Task brief: Report back every line from the entries below in which the word "order" occurs.

Information:
============
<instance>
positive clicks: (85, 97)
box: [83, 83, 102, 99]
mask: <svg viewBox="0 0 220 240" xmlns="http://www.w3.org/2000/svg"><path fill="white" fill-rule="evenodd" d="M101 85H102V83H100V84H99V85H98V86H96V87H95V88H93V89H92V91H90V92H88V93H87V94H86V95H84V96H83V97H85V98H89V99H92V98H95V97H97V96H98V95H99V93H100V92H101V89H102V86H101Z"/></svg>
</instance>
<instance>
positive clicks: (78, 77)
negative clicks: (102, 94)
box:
============
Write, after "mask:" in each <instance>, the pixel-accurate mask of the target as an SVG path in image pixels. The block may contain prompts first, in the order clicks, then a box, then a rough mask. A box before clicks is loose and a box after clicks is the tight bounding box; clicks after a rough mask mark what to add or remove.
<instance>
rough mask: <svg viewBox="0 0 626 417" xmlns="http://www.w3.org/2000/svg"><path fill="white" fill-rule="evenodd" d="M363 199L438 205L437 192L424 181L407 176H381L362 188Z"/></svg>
============
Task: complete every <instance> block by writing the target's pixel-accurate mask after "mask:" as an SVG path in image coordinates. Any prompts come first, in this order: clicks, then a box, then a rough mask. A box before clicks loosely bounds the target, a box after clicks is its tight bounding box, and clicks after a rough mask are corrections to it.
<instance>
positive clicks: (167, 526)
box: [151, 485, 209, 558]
============
Answer section:
Write, after "mask:" in each <instance>, the pixel-accurate mask of the target as an SVG path in image pixels. The block may contain prompts first, in the order clicks, then a box, then a rough mask. A box before clicks is loose and a box after clicks is the tight bounding box; clicks after a rough mask mark what to add or remove.
Task: complete every <instance> block by writing the target's pixel-accurate mask after "mask:" as an SVG path in image coordinates. Any prompts come first, in this order: clicks, then a box, then a rough mask. A box before clicks loosely bounds the target, a box after clicks is its tight bounding box, and clicks after a rough mask are corrections to it.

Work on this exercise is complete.